--- BEGIN Extracted text ---

Saturday, October 22, 2011

Food Friday: Bacon and Cottage Cheese Sandwich

They say that bacon can go with just about everything. I'm not totally convinced that bacon is a good match for all things but am open to different combinations even those that include desserts with bacon like bacon doughnuts and chocolate covered bacon.

Today's Food Friday come from the cookbook highlighted last week, Recipe from Our Redeemer's (sic). Bacon and Cottage Cheese Sandwich is fairly easy to make, all you need is bacon, cottage cheese, onion salt, chives and bread. I would probably try this recipe and am curious if any of my readers have had it. I found a group on Facebook, On the 8th Day God Created Bacon and one of the members did post that her grandmother frequently made this sandwich.

Saturday, October 15, 2011

Food Friday: Pumpkin Chiffon Pie

I'm very lucky because my parents are constantly on the lookout for community cookbooks for me. At a recent library book sale they purchased a stack for me and one of them has quickly become my favorite.

Recipes from Our Redeemer's (sic). Our Redeemer's Lutheran Church Cook Book. Benson, Minnesota (1964) is a collection of 246 pages of recipes. All types of recipes are represented here, lots of desserts (I mean LOTS of desserts) and even a smorgasbord section (I'm a huge fan of smorgasbord). One of the reasons I like this cookbook is that a woman bought it for her friend and then she annotated the recipes so that her friend would know which ones were the good and very good ones. She also marked which recipes were from her family, which she notes are all very good. What a great idea, to give the cookbook as a gift and then annotate it for your friend.

--- END Extracted text ---
--- BEGIN Information provided ---

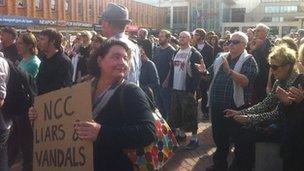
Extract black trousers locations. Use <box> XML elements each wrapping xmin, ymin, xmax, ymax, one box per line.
<box><xmin>210</xmin><ymin>104</ymin><xmax>241</xmax><ymax>170</ymax></box>
<box><xmin>230</xmin><ymin>124</ymin><xmax>281</xmax><ymax>171</ymax></box>
<box><xmin>8</xmin><ymin>115</ymin><xmax>33</xmax><ymax>171</ymax></box>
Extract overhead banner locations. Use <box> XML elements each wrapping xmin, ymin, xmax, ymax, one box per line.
<box><xmin>33</xmin><ymin>82</ymin><xmax>93</xmax><ymax>171</ymax></box>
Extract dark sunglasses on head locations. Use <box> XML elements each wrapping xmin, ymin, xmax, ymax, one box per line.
<box><xmin>269</xmin><ymin>64</ymin><xmax>284</xmax><ymax>71</ymax></box>
<box><xmin>227</xmin><ymin>40</ymin><xmax>241</xmax><ymax>45</ymax></box>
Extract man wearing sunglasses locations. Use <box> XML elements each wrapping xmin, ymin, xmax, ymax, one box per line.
<box><xmin>251</xmin><ymin>23</ymin><xmax>273</xmax><ymax>104</ymax></box>
<box><xmin>198</xmin><ymin>32</ymin><xmax>258</xmax><ymax>171</ymax></box>
<box><xmin>193</xmin><ymin>28</ymin><xmax>214</xmax><ymax>120</ymax></box>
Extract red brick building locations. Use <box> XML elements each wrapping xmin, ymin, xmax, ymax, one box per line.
<box><xmin>0</xmin><ymin>0</ymin><xmax>165</xmax><ymax>31</ymax></box>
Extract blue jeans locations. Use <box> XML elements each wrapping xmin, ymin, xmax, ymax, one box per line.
<box><xmin>156</xmin><ymin>86</ymin><xmax>171</xmax><ymax>120</ymax></box>
<box><xmin>0</xmin><ymin>130</ymin><xmax>9</xmax><ymax>171</ymax></box>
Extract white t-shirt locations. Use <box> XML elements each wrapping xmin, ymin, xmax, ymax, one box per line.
<box><xmin>197</xmin><ymin>42</ymin><xmax>205</xmax><ymax>51</ymax></box>
<box><xmin>0</xmin><ymin>53</ymin><xmax>12</xmax><ymax>131</ymax></box>
<box><xmin>173</xmin><ymin>47</ymin><xmax>191</xmax><ymax>90</ymax></box>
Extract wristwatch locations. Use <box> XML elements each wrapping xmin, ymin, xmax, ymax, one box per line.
<box><xmin>227</xmin><ymin>69</ymin><xmax>232</xmax><ymax>77</ymax></box>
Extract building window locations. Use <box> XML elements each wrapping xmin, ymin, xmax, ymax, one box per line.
<box><xmin>35</xmin><ymin>0</ymin><xmax>43</xmax><ymax>10</ymax></box>
<box><xmin>78</xmin><ymin>0</ymin><xmax>83</xmax><ymax>16</ymax></box>
<box><xmin>51</xmin><ymin>0</ymin><xmax>57</xmax><ymax>11</ymax></box>
<box><xmin>265</xmin><ymin>6</ymin><xmax>298</xmax><ymax>13</ymax></box>
<box><xmin>0</xmin><ymin>0</ymin><xmax>5</xmax><ymax>6</ymax></box>
<box><xmin>17</xmin><ymin>0</ymin><xmax>26</xmax><ymax>8</ymax></box>
<box><xmin>272</xmin><ymin>17</ymin><xmax>284</xmax><ymax>22</ymax></box>
<box><xmin>173</xmin><ymin>7</ymin><xmax>188</xmax><ymax>29</ymax></box>
<box><xmin>64</xmin><ymin>0</ymin><xmax>71</xmax><ymax>12</ymax></box>
<box><xmin>89</xmin><ymin>0</ymin><xmax>94</xmax><ymax>16</ymax></box>
<box><xmin>231</xmin><ymin>8</ymin><xmax>246</xmax><ymax>22</ymax></box>
<box><xmin>165</xmin><ymin>7</ymin><xmax>171</xmax><ymax>23</ymax></box>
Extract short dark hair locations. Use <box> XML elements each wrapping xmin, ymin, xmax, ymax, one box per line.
<box><xmin>88</xmin><ymin>39</ymin><xmax>131</xmax><ymax>78</ymax></box>
<box><xmin>194</xmin><ymin>28</ymin><xmax>207</xmax><ymax>38</ymax></box>
<box><xmin>40</xmin><ymin>28</ymin><xmax>63</xmax><ymax>50</ymax></box>
<box><xmin>1</xmin><ymin>26</ymin><xmax>18</xmax><ymax>39</ymax></box>
<box><xmin>18</xmin><ymin>32</ymin><xmax>38</xmax><ymax>55</ymax></box>
<box><xmin>107</xmin><ymin>21</ymin><xmax>128</xmax><ymax>31</ymax></box>
<box><xmin>160</xmin><ymin>29</ymin><xmax>171</xmax><ymax>39</ymax></box>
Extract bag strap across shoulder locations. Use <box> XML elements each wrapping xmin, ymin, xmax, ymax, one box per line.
<box><xmin>119</xmin><ymin>83</ymin><xmax>157</xmax><ymax>111</ymax></box>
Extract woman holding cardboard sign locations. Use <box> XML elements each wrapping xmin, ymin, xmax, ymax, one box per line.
<box><xmin>75</xmin><ymin>40</ymin><xmax>156</xmax><ymax>171</ymax></box>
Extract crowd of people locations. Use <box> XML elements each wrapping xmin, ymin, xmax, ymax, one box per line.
<box><xmin>0</xmin><ymin>3</ymin><xmax>304</xmax><ymax>171</ymax></box>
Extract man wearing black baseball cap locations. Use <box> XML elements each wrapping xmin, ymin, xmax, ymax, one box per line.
<box><xmin>1</xmin><ymin>27</ymin><xmax>21</xmax><ymax>65</ymax></box>
<box><xmin>100</xmin><ymin>3</ymin><xmax>141</xmax><ymax>85</ymax></box>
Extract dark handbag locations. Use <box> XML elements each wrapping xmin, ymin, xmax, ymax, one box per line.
<box><xmin>120</xmin><ymin>83</ymin><xmax>178</xmax><ymax>171</ymax></box>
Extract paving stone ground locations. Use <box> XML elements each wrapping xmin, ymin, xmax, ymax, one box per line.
<box><xmin>11</xmin><ymin>101</ymin><xmax>231</xmax><ymax>171</ymax></box>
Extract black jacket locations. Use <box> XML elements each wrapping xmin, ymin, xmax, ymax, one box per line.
<box><xmin>3</xmin><ymin>43</ymin><xmax>22</xmax><ymax>65</ymax></box>
<box><xmin>169</xmin><ymin>47</ymin><xmax>202</xmax><ymax>93</ymax></box>
<box><xmin>194</xmin><ymin>41</ymin><xmax>215</xmax><ymax>68</ymax></box>
<box><xmin>93</xmin><ymin>82</ymin><xmax>156</xmax><ymax>171</ymax></box>
<box><xmin>36</xmin><ymin>51</ymin><xmax>73</xmax><ymax>95</ymax></box>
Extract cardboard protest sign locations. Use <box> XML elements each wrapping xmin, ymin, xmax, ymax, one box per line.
<box><xmin>33</xmin><ymin>82</ymin><xmax>93</xmax><ymax>171</ymax></box>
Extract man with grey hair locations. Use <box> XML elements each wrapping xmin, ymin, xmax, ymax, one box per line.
<box><xmin>100</xmin><ymin>3</ymin><xmax>141</xmax><ymax>85</ymax></box>
<box><xmin>250</xmin><ymin>23</ymin><xmax>273</xmax><ymax>104</ymax></box>
<box><xmin>0</xmin><ymin>52</ymin><xmax>12</xmax><ymax>171</ymax></box>
<box><xmin>168</xmin><ymin>31</ymin><xmax>203</xmax><ymax>150</ymax></box>
<box><xmin>137</xmin><ymin>28</ymin><xmax>153</xmax><ymax>60</ymax></box>
<box><xmin>199</xmin><ymin>32</ymin><xmax>258</xmax><ymax>171</ymax></box>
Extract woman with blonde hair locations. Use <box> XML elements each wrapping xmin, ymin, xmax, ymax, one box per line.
<box><xmin>225</xmin><ymin>45</ymin><xmax>304</xmax><ymax>171</ymax></box>
<box><xmin>296</xmin><ymin>44</ymin><xmax>304</xmax><ymax>74</ymax></box>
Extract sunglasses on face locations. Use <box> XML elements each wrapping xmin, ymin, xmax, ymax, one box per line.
<box><xmin>227</xmin><ymin>40</ymin><xmax>241</xmax><ymax>45</ymax></box>
<box><xmin>269</xmin><ymin>64</ymin><xmax>284</xmax><ymax>71</ymax></box>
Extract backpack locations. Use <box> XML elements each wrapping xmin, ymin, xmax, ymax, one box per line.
<box><xmin>1</xmin><ymin>60</ymin><xmax>37</xmax><ymax>116</ymax></box>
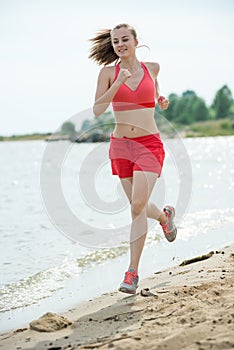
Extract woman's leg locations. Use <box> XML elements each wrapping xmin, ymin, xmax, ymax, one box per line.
<box><xmin>129</xmin><ymin>171</ymin><xmax>158</xmax><ymax>273</ymax></box>
<box><xmin>120</xmin><ymin>177</ymin><xmax>166</xmax><ymax>224</ymax></box>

--- END Information provided ---

Edit the food blog text by writing out everything from "I'm very lucky" down to "for your friend.", with "parents" replaced by "grandparents". The records have no part in this work.

I'm very lucky because my grandparents are constantly on the lookout for community cookbooks for me. At a recent library book sale they purchased a stack for me and one of them has quickly become my favorite.

Recipes from Our Redeemer's (sic). Our Redeemer's Lutheran Church Cook Book. Benson, Minnesota (1964) is a collection of 246 pages of recipes. All types of recipes are represented here, lots of desserts (I mean LOTS of desserts) and even a smorgasbord section (I'm a huge fan of smorgasbord). One of the reasons I like this cookbook is that a woman bought it for her friend and then she annotated the recipes so that her friend would know which ones were the good and very good ones. She also marked which recipes were from her family, which she notes are all very good. What a great idea, to give the cookbook as a gift and then annotate it for your friend.